### DATA FOR PROCESSING:

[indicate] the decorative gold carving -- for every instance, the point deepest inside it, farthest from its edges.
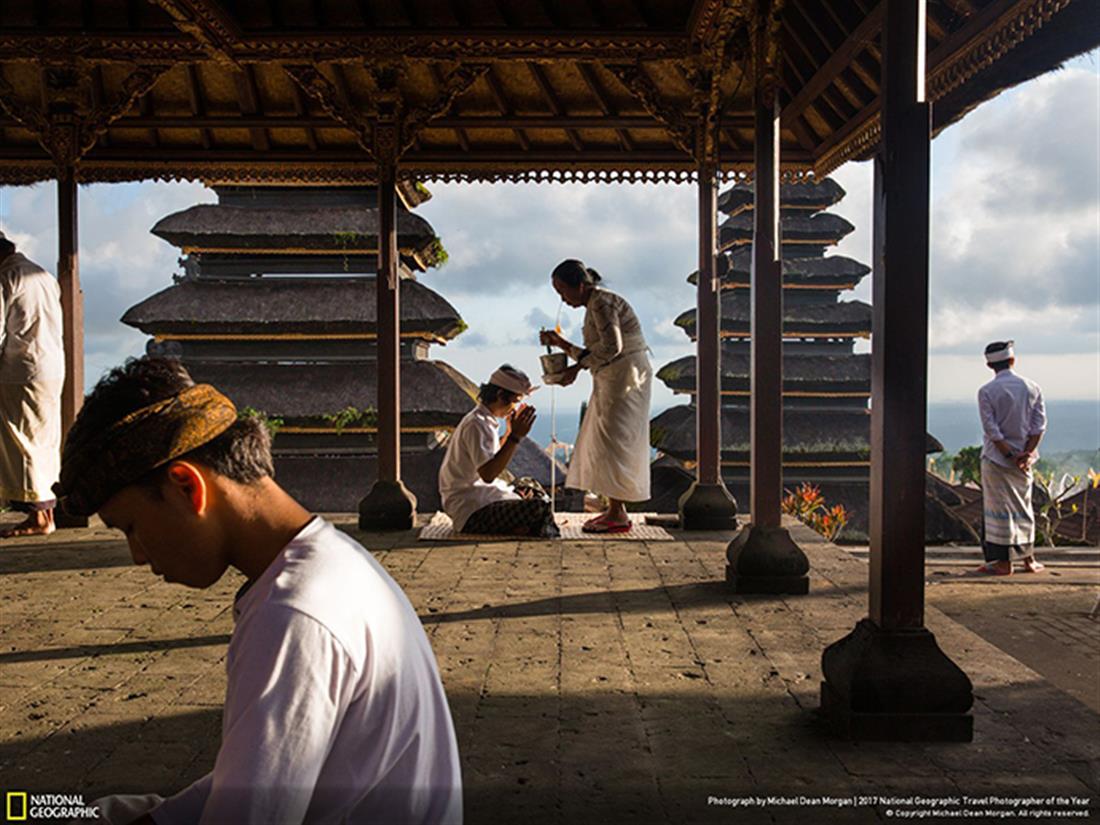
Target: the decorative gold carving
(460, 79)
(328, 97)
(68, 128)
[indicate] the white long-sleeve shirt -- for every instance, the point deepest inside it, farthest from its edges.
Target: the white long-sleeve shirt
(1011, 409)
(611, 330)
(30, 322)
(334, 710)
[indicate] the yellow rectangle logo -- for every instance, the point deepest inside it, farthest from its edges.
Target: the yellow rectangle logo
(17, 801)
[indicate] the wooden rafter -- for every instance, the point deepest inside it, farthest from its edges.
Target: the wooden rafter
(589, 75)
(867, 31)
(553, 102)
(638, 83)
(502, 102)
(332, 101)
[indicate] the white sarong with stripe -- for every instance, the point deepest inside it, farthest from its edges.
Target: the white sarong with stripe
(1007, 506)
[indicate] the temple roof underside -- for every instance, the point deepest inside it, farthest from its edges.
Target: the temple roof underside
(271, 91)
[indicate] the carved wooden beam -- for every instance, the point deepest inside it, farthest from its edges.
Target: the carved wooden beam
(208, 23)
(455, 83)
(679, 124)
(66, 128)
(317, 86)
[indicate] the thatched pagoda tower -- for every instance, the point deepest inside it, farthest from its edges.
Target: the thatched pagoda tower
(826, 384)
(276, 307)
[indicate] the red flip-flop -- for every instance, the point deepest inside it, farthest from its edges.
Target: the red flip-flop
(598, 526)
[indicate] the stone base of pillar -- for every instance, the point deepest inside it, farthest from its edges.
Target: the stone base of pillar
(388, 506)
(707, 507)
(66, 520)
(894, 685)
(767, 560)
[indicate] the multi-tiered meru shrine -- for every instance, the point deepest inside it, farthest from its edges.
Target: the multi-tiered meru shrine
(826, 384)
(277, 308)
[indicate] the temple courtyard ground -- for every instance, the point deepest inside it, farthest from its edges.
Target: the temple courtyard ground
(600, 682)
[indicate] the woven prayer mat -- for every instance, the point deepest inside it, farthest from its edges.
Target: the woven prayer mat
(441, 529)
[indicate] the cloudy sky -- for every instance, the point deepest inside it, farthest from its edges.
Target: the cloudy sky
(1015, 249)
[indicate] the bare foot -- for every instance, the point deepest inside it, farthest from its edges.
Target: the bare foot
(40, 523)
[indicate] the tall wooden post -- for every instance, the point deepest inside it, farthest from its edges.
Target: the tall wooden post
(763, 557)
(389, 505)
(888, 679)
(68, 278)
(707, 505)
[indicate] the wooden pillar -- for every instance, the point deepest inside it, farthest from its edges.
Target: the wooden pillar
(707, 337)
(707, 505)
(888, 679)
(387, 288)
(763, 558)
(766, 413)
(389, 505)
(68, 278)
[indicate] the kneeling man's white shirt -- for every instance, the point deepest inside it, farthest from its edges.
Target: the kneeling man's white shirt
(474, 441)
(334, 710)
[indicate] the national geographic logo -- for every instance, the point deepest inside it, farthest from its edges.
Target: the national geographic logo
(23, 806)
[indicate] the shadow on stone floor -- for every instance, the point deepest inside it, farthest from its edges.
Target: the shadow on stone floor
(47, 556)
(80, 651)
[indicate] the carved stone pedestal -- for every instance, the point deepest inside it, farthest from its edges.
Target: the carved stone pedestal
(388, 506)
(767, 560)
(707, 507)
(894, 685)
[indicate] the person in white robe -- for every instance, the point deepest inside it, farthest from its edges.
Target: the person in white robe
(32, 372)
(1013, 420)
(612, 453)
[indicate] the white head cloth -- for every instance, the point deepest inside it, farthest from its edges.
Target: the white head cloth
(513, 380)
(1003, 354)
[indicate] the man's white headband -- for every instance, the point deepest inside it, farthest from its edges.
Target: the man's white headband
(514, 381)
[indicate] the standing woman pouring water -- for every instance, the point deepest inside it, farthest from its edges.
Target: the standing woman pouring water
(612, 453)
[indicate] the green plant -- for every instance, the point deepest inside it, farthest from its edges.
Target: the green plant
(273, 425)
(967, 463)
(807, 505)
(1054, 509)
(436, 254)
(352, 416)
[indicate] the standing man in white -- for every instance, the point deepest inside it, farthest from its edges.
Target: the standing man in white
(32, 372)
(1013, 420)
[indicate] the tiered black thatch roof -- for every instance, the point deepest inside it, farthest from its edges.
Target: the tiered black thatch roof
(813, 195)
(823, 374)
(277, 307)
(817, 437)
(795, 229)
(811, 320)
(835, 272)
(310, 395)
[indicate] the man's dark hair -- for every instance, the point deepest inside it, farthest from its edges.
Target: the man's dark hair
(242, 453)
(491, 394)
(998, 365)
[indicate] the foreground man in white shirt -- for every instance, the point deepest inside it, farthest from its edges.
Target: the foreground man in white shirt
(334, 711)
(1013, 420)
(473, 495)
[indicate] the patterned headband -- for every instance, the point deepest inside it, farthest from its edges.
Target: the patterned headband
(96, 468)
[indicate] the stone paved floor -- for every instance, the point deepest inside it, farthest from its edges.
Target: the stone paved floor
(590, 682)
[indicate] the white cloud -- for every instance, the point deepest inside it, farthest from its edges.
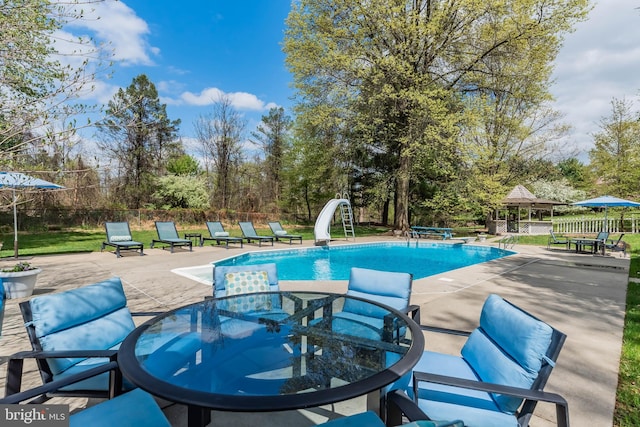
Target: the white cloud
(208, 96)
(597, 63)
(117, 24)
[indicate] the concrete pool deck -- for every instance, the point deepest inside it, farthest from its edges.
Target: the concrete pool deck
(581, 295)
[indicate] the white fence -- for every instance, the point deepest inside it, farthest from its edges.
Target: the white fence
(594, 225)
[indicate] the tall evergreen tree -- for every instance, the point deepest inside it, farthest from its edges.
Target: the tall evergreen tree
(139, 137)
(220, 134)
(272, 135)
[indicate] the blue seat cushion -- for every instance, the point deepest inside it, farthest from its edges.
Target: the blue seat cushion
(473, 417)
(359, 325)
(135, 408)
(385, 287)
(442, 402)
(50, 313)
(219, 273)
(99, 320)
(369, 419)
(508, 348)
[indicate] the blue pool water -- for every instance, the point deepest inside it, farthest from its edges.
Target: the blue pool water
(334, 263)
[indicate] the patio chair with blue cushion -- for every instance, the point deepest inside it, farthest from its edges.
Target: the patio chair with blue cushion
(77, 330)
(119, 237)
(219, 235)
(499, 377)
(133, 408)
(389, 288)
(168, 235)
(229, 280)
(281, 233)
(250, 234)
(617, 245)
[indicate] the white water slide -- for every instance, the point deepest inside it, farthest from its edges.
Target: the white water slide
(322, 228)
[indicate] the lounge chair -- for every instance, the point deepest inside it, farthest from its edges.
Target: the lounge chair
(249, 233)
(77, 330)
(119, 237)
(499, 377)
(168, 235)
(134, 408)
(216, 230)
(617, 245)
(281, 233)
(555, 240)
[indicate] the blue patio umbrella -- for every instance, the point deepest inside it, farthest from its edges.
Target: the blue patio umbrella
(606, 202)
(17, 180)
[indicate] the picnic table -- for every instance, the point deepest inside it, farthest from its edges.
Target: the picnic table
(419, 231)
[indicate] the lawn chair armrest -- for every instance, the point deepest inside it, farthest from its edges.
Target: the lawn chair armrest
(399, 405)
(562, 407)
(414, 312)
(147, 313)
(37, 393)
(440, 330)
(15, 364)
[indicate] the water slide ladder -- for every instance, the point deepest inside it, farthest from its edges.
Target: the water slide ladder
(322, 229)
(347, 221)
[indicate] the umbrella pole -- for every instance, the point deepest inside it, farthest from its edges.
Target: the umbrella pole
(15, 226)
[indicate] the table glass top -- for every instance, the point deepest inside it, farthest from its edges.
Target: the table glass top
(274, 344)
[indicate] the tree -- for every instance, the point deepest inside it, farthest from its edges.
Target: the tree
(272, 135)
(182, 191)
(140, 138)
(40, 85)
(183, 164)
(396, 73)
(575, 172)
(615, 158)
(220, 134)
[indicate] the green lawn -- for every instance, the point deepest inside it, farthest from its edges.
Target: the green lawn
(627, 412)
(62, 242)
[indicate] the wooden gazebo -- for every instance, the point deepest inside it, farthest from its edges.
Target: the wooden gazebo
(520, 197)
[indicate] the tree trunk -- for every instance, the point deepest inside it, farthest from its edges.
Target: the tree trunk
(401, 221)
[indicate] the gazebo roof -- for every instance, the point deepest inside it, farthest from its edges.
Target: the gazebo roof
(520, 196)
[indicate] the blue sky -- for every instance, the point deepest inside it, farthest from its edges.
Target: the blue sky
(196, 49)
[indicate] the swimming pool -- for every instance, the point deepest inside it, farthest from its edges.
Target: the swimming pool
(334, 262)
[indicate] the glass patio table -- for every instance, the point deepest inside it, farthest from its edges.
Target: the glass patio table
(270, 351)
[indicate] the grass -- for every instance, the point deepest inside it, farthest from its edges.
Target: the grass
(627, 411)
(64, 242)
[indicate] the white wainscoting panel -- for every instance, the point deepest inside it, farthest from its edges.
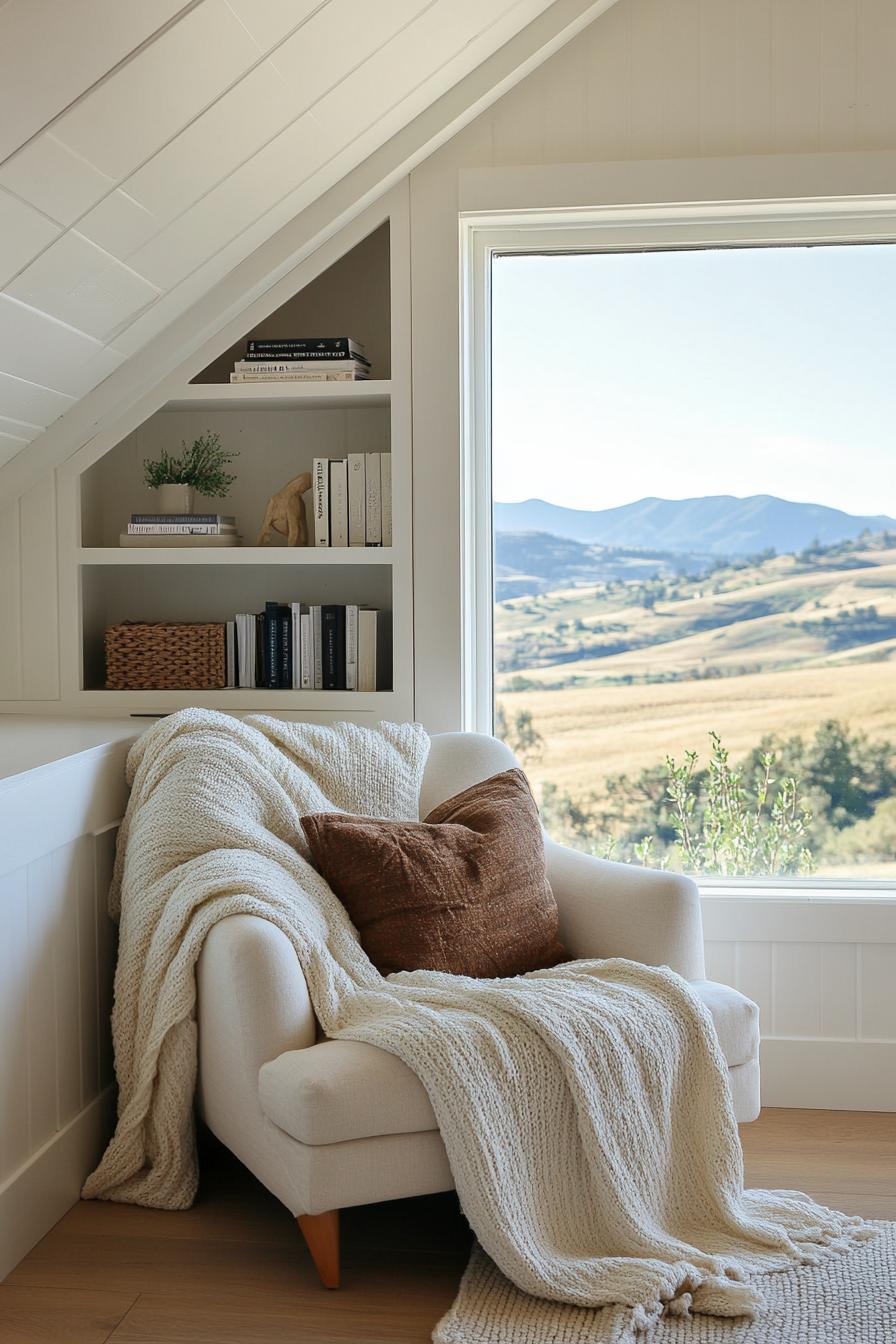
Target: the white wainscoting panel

### WHAT TO WORK ON:
Only lines holding the word "wainscoting" belong in the answer; copy each one from the material.

### TASK OUTPUT:
[indicate] the white wainscoting panel -- for every instance, the point deepest inside it, farthest from its edges.
Target: the white wainscoting panel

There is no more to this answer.